What you should do: Reproduce precisely the lines of the listing below, starting with the line that contains "Target: denim jacket" and stopping after the line that contains "Target: denim fabric"; include nothing else.

Source data:
^^^^^^^^^^^^^^^^

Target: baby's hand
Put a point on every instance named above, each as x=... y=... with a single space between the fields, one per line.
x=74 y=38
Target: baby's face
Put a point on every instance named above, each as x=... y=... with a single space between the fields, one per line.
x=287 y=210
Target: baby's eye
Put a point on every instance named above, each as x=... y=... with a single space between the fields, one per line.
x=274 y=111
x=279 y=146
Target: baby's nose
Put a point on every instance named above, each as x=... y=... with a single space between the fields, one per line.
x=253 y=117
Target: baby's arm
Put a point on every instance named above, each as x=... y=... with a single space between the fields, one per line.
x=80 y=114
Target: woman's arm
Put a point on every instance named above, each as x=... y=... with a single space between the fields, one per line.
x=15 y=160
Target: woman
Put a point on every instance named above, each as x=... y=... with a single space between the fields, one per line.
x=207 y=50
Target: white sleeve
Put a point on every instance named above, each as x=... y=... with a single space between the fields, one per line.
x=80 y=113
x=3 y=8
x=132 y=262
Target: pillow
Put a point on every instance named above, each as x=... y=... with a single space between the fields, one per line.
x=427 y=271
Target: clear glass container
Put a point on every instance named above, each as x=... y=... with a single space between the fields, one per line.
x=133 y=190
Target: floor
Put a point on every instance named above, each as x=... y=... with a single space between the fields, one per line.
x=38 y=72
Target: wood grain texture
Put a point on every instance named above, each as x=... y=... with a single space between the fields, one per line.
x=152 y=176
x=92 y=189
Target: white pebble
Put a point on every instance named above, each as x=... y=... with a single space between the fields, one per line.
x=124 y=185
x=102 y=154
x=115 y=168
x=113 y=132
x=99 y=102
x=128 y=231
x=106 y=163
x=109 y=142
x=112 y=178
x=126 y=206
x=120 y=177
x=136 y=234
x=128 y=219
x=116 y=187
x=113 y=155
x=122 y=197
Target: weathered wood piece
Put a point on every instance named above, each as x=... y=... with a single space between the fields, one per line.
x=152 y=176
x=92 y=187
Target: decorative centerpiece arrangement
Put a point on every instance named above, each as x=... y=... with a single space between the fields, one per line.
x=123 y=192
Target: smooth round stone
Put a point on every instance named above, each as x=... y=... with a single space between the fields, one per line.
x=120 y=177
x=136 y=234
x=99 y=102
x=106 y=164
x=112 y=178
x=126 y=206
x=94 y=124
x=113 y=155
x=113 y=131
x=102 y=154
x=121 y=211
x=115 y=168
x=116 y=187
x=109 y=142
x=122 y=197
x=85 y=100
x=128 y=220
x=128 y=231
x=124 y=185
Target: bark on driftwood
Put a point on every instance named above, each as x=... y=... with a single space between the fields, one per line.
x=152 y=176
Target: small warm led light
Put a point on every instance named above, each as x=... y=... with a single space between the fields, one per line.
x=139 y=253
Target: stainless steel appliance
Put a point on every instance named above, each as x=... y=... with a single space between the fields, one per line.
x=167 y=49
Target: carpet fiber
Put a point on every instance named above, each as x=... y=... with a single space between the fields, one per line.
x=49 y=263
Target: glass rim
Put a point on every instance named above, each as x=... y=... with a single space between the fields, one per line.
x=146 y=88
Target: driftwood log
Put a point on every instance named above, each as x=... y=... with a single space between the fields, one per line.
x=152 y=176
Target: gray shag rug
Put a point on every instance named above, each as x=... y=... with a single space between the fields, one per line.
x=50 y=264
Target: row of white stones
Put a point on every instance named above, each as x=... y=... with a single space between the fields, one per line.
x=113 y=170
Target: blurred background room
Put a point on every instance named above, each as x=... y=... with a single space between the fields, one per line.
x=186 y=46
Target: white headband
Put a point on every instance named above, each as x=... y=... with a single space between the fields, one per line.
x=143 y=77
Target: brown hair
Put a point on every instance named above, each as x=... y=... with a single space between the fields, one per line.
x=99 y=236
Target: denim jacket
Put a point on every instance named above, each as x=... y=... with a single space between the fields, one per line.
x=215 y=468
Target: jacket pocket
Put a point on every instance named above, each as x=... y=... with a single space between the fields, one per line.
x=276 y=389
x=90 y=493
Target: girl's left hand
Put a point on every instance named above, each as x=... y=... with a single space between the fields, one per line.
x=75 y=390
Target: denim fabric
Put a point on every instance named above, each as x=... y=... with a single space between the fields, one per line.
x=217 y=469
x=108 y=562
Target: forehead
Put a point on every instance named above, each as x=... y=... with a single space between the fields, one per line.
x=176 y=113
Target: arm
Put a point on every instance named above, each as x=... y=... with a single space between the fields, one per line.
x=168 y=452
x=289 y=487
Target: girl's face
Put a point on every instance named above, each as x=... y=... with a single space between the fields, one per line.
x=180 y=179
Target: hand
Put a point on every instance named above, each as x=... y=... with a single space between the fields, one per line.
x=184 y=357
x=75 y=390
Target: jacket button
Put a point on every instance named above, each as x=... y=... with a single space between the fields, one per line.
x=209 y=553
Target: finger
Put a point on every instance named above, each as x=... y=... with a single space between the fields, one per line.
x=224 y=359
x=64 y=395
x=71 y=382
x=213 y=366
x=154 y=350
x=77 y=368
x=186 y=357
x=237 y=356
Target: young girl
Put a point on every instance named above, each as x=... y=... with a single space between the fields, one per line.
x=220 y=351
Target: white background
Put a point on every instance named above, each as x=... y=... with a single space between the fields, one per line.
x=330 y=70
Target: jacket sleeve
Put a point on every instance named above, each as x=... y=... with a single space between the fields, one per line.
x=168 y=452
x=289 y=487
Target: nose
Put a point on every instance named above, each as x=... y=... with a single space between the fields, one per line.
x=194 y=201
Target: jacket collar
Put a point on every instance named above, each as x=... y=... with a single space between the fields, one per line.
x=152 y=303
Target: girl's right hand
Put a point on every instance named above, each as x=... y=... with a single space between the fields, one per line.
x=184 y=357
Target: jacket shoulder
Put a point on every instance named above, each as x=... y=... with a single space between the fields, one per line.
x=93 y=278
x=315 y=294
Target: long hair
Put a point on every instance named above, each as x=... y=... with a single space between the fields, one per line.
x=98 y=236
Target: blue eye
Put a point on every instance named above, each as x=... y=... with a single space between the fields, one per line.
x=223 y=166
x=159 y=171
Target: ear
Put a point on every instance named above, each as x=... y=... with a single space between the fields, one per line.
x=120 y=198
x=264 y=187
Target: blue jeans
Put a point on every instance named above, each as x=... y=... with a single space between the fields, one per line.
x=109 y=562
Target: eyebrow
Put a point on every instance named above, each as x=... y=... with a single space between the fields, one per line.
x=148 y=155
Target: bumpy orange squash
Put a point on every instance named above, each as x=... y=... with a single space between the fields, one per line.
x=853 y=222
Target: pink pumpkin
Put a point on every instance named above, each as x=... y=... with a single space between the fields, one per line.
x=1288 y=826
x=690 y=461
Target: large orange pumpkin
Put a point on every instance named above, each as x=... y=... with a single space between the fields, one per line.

^^^^^^^^^^^^^^^^

Expected answer:
Target: denim jacket
Put a point on every instance named above, each as x=... y=... with a single space between the fields, one per line.
x=215 y=468
Target: jacket pocket
Put a point on every instance named above, each as x=... y=... with a single space between the fields, one per line.
x=276 y=389
x=90 y=493
Target: girl's left hand
Put a point on every instance named above, each as x=... y=... with a single space between the fields, one per line.
x=75 y=390
Target: denim fabric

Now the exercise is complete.